Records:
START
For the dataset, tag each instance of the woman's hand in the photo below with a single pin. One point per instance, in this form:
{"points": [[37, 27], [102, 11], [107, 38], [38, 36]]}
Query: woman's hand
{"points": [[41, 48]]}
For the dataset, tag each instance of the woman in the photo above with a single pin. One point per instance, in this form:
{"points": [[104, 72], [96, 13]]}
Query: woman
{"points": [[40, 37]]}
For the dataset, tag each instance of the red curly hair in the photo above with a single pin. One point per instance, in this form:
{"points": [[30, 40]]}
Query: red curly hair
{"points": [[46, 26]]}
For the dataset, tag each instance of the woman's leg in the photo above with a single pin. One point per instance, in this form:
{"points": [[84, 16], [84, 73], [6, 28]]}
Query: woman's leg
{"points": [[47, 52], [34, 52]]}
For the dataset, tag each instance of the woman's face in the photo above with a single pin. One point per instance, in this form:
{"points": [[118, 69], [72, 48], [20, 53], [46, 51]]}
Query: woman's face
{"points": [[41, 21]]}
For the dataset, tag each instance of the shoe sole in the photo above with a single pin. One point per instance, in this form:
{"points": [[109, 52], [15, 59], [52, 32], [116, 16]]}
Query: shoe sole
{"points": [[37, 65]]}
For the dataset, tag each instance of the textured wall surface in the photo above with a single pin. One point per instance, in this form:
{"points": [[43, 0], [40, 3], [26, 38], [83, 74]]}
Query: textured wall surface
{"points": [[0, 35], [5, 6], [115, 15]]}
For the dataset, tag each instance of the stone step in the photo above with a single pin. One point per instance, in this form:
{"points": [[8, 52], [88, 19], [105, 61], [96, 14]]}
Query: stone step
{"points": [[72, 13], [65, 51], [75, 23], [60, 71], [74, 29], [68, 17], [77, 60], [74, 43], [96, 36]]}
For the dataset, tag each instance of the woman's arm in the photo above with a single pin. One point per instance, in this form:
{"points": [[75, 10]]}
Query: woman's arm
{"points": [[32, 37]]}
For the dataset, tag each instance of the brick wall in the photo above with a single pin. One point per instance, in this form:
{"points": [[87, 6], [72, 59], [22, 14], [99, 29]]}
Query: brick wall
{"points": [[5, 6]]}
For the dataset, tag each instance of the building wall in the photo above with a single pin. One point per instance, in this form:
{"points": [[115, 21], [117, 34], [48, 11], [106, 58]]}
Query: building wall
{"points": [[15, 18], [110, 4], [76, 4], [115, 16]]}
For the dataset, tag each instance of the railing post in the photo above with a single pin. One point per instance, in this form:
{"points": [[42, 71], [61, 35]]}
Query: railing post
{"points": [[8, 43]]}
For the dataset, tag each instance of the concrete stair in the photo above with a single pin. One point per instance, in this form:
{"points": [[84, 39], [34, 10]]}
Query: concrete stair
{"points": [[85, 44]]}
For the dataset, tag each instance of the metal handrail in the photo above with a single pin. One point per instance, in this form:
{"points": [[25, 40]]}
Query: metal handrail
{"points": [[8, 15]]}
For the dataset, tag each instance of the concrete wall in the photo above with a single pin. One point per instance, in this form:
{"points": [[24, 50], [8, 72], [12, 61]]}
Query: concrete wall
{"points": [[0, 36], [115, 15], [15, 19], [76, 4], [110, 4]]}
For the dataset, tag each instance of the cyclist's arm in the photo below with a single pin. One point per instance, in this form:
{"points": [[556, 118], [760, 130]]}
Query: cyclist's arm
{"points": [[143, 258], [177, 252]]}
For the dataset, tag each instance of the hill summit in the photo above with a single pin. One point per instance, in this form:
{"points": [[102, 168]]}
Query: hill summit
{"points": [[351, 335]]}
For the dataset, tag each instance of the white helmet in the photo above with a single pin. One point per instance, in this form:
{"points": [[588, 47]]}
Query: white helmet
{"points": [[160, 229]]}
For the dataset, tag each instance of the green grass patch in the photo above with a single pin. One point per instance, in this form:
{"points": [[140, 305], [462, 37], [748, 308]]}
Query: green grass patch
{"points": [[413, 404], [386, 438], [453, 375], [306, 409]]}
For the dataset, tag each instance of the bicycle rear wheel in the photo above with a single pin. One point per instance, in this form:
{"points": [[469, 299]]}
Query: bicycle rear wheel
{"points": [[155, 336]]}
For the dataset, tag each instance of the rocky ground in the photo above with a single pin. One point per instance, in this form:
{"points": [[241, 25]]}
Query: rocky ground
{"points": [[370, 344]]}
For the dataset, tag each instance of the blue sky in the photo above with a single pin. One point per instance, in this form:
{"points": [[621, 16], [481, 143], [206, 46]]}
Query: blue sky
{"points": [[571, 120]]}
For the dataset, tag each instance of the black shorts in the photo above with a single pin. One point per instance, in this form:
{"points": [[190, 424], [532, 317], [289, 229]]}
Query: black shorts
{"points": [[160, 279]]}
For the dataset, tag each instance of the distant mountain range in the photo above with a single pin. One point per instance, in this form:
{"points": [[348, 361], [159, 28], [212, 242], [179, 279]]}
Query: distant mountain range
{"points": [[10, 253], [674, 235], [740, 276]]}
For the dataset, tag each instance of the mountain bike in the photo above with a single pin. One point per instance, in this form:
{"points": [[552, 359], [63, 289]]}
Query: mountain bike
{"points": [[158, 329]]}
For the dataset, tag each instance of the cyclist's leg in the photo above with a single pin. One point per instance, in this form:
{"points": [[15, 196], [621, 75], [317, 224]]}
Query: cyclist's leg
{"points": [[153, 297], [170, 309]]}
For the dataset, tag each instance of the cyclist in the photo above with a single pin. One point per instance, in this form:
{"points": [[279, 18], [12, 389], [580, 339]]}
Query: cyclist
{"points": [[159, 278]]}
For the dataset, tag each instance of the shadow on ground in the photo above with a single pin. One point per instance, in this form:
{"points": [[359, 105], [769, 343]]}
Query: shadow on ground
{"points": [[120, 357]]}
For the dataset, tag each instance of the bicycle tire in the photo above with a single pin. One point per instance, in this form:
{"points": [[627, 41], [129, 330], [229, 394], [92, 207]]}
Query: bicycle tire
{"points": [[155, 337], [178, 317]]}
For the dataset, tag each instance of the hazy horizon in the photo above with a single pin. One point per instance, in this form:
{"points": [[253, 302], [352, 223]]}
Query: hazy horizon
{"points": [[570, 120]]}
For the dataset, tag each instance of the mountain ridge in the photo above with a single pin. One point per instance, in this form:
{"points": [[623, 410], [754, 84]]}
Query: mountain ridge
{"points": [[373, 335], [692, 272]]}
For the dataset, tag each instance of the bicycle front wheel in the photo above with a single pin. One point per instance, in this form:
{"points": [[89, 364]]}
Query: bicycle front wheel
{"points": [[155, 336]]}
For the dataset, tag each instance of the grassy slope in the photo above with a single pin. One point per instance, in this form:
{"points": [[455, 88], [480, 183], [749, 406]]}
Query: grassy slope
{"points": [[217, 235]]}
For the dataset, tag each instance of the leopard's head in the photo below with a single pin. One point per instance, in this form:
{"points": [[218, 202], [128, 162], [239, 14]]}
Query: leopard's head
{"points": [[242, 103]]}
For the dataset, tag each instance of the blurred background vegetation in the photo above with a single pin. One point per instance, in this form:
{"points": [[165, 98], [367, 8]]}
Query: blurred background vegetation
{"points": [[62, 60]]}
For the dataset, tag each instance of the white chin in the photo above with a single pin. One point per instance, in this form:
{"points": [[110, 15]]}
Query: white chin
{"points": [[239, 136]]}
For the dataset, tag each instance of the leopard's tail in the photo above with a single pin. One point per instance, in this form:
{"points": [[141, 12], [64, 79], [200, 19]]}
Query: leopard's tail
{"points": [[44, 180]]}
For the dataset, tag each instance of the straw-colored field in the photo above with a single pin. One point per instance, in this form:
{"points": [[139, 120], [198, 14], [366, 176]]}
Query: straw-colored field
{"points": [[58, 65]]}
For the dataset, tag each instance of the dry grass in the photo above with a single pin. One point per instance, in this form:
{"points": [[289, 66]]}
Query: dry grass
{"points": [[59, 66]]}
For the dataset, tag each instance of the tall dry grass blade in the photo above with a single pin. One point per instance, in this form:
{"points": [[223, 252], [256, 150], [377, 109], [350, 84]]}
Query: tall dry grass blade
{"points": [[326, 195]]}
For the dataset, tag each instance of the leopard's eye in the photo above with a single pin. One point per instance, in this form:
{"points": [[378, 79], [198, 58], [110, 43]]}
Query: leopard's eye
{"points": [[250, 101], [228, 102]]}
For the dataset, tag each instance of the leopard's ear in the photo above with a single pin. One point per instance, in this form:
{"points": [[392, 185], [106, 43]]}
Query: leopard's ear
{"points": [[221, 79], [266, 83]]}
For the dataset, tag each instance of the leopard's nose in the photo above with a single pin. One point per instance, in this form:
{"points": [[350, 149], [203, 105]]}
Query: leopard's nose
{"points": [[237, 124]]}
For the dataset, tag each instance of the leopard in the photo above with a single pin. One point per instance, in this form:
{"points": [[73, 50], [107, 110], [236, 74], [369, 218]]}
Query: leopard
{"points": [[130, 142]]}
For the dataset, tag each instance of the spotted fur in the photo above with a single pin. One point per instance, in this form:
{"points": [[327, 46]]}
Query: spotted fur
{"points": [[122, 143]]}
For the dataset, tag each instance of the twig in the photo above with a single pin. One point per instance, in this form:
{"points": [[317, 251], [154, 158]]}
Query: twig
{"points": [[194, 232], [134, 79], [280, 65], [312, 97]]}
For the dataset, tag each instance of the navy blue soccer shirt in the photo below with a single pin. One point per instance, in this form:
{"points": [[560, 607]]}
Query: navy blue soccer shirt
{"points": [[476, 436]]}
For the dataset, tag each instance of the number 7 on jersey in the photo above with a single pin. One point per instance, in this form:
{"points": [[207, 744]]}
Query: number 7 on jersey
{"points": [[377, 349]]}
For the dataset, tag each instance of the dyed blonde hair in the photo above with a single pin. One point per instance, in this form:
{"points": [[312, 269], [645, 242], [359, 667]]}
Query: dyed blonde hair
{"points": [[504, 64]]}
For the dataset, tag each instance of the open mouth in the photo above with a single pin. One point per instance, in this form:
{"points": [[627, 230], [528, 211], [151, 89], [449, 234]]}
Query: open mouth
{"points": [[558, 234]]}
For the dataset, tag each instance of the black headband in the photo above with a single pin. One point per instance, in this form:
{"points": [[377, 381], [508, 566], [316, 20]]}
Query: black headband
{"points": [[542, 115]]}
END
** Task objective **
Change "black headband" to "dark headband" in the material from the line holding "For the dataset, tag each instance of the black headband" through the end, inclusive, and give those lines again with everything else unchanged.

** Reply **
For the dataset, tag each instance of the dark headband in the photo above with a single pin. One point per instance, in this form:
{"points": [[377, 381], [508, 566], [316, 20]]}
Query: dark headband
{"points": [[542, 115]]}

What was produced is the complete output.